Extracted text:
※

Between her sister getting the raise I had asked for (I was above her in rank, and I made more money they she was productivity wise, her sister never made her goals) and was not given because they couldn't "afford" to.
Her not taking any of the advice I was hired to give her (my job wasn't supposed to be sales but a consultant to help them get their store on track, and I started selling to help out as well)
and all the back room politics between the sisters I quit.

No surprise she ran that store into the ground.


Funny, she works as an assistant manager now and complains about all the hours she has to put in and can't leave early and it's "unfair"
 
I've seen this situation at work both as a fellow employee and as the supervisor. This is my experience/opinion.

She knows she is never going to be promoted. She is unhappy about that. So she is going to spread her unhappiness around her workplace by watching what everyone else does, their comings and goings, etc., and commenting on it to anyone who will listen/read (emails). She says negative things about the supervisor who gives her good reviews? Then she also says negative things about anyone else who supervises her, works alongside her, comes in contact with her.

The supervisor who is giving her good reviews is hoping she will use them to leave the company or leave his/her supervisory chain if she continues on with the company. Its not a bad strategy but it won't work due to age/time with the company on the part of the unhappy employee.

She is going to track attendance, time on the phone, lateness to work and back from lunch, anyone leaving early, web surfing, you name it, whatever she sees that is not correct workplace behavior/use of time and resources.

What can you do about it?

Nothing. This took years to create. ALl you can do is create a zone of privacy around yourself from her, nothing more than polite exchanges at work, and while she's stirring the pot keep an eye on your own status, don't give her anything to frag you with, particularly the easy stuff like attendance, late/early, you get the idea. When she starts talking trash about other staff/supervisors, cut that off within a few words by saying you have a teleconference, phone call coming in, whatever your office culture supports. THEN WALK OFF.

eventually she will get the idea that you aren't up for her downloads anymore.
 
chemgirl, I'd start keeping a list. If her behavior is affecting the clients, then you need to get HR involved. It's one thing to goof off once in a while, but when the business relationships and contracts are feeling the effect of her inactions, HR should step in.

※

Listed records:
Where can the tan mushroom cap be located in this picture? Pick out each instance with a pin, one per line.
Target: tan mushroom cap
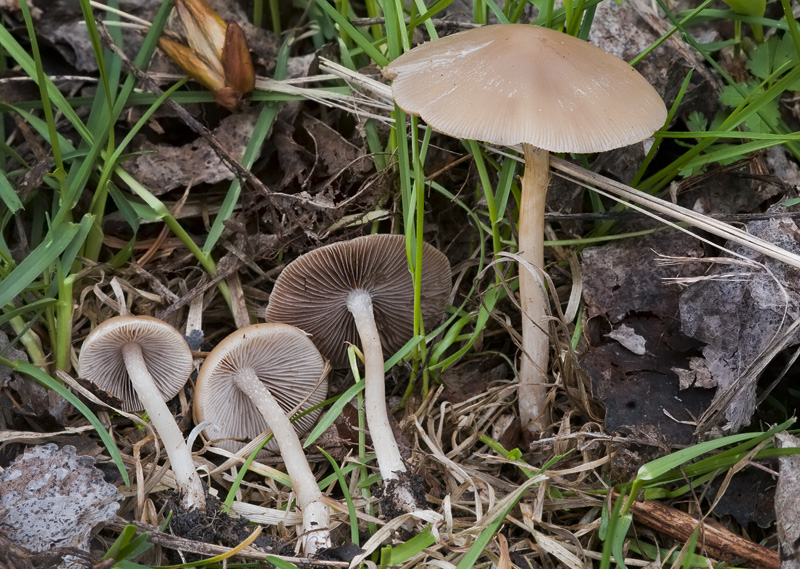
(283, 358)
(312, 291)
(168, 357)
(512, 83)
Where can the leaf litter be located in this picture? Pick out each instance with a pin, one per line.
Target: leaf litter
(663, 362)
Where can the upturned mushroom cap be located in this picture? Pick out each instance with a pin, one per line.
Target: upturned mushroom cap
(283, 358)
(514, 83)
(168, 357)
(312, 292)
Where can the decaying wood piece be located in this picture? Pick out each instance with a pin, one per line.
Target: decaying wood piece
(716, 540)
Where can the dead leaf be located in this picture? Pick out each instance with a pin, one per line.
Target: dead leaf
(164, 167)
(740, 309)
(787, 496)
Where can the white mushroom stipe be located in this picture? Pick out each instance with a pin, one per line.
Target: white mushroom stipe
(362, 290)
(512, 84)
(359, 303)
(143, 360)
(248, 383)
(316, 520)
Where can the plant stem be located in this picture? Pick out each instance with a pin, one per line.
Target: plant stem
(533, 295)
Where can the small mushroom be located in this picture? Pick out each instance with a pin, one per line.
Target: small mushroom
(249, 382)
(145, 362)
(512, 84)
(362, 289)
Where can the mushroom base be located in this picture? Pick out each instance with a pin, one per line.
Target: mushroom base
(402, 495)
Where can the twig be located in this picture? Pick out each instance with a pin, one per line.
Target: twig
(715, 539)
(230, 162)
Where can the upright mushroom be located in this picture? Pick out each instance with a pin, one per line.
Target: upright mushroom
(513, 84)
(144, 362)
(249, 382)
(362, 288)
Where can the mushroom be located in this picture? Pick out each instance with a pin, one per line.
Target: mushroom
(511, 84)
(249, 382)
(144, 362)
(362, 288)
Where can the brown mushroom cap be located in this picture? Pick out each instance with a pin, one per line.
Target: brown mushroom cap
(514, 83)
(168, 357)
(312, 291)
(283, 358)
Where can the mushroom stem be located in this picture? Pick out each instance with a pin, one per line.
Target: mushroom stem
(187, 480)
(316, 532)
(359, 303)
(533, 295)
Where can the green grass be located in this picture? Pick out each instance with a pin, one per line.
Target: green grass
(43, 294)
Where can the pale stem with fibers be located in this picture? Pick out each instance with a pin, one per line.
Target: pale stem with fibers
(390, 463)
(533, 296)
(180, 458)
(316, 516)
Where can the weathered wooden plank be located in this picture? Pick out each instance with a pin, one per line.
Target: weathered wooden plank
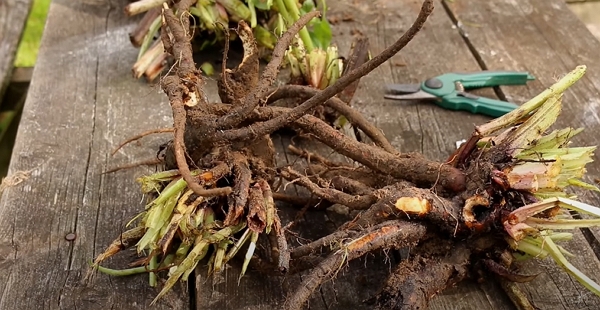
(416, 127)
(546, 39)
(13, 15)
(411, 127)
(82, 102)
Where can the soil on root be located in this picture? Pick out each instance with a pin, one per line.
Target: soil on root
(402, 200)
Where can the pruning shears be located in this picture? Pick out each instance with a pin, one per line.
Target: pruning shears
(449, 91)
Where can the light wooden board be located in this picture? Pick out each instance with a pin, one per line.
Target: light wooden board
(83, 102)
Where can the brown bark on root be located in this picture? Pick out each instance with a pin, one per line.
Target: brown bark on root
(401, 197)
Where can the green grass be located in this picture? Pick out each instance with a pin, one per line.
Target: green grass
(30, 42)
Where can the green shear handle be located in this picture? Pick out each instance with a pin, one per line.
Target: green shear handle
(449, 91)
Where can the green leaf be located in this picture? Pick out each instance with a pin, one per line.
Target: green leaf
(264, 5)
(320, 33)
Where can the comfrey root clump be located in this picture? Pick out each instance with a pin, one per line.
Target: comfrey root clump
(502, 192)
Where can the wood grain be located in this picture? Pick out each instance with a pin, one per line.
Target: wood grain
(13, 15)
(546, 39)
(82, 102)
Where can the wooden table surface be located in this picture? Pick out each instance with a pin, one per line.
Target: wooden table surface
(83, 101)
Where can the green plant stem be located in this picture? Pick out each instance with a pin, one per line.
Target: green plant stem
(152, 279)
(288, 8)
(524, 110)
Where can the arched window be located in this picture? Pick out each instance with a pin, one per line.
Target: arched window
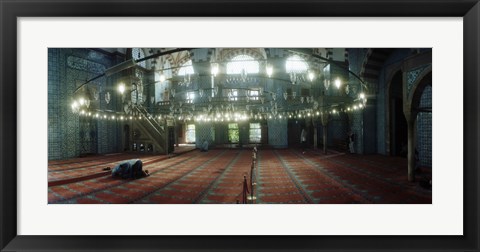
(137, 53)
(240, 62)
(186, 69)
(296, 64)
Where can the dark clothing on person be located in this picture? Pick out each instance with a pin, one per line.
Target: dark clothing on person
(129, 169)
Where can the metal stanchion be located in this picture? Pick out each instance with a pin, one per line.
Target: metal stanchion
(252, 198)
(245, 190)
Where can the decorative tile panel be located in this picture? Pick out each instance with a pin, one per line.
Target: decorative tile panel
(412, 76)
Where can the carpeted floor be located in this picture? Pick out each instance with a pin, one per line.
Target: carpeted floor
(280, 176)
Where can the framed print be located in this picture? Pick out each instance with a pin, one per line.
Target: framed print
(276, 84)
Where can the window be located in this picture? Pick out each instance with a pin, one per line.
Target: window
(190, 133)
(190, 96)
(255, 133)
(296, 64)
(137, 53)
(186, 69)
(232, 95)
(233, 136)
(253, 94)
(243, 62)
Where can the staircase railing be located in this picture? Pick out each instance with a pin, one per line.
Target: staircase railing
(153, 129)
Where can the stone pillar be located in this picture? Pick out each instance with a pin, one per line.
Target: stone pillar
(411, 150)
(324, 120)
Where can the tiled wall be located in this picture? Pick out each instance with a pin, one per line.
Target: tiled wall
(424, 129)
(68, 134)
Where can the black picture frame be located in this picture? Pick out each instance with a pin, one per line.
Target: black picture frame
(10, 10)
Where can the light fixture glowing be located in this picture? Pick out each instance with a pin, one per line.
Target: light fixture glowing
(338, 83)
(121, 88)
(162, 77)
(311, 75)
(214, 69)
(269, 70)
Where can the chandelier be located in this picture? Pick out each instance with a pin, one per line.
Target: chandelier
(216, 95)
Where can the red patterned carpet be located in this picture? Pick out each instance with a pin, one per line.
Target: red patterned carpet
(281, 176)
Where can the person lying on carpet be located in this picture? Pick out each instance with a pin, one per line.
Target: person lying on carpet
(130, 169)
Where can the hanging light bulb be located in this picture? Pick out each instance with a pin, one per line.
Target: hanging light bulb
(121, 88)
(326, 83)
(214, 69)
(269, 70)
(338, 83)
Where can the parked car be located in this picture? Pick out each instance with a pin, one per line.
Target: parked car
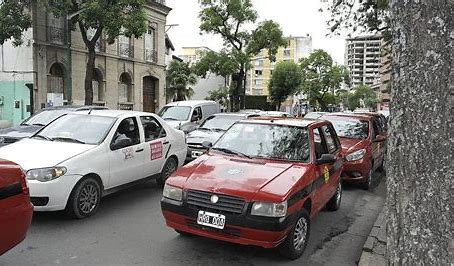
(259, 184)
(211, 130)
(314, 115)
(363, 145)
(187, 115)
(16, 211)
(78, 158)
(36, 122)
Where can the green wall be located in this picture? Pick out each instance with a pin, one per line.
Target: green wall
(13, 91)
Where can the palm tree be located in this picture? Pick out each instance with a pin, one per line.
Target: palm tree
(180, 75)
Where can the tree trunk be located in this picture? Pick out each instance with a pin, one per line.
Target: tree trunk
(89, 76)
(421, 143)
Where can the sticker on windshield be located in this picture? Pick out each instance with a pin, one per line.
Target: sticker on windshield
(129, 153)
(326, 174)
(156, 150)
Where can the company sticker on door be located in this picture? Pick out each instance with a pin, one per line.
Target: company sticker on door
(156, 150)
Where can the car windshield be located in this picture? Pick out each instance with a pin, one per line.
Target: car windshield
(266, 141)
(76, 128)
(44, 117)
(220, 122)
(350, 128)
(177, 113)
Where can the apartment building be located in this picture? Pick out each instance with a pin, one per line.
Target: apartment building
(363, 59)
(50, 66)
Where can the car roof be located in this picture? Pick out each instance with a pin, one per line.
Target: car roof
(190, 103)
(286, 121)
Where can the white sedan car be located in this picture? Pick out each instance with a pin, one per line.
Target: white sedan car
(76, 159)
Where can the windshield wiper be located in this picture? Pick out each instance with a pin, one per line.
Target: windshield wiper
(42, 137)
(229, 151)
(68, 139)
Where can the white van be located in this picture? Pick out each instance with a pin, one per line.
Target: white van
(187, 115)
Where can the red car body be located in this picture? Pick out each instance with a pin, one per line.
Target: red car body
(240, 181)
(16, 211)
(374, 145)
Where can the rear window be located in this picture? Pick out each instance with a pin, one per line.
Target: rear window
(350, 127)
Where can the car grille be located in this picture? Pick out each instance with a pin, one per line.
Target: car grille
(225, 203)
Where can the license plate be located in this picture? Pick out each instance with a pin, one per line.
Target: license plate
(195, 154)
(211, 219)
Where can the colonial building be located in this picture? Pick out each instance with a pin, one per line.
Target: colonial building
(129, 74)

※

Parts of the exercise:
1/ Summarize the text about the unhappy coworker in three sentences.
2/ In the text about the unhappy coworker, under what condition does the last comment say HR should be brought in?

Exercise results:
1/ One writer quit a store job after being denied a requested raise that went to the owner's sister instead, after the owner ignored the advice the writer was hired to give, and after enduring back room politics between the sisters. A second writer says that an employee who knows she will never be promoted spreads her unhappiness by tracking and commenting on what everyone else does, and that nothing can be done except keeping polite distance, guarding one's own attendance record, and walking off when she starts talking trash. A final comment advises keeping a list and getting HR involved if her behavior is affecting the clients.

2/ If her behavior is affecting the clients.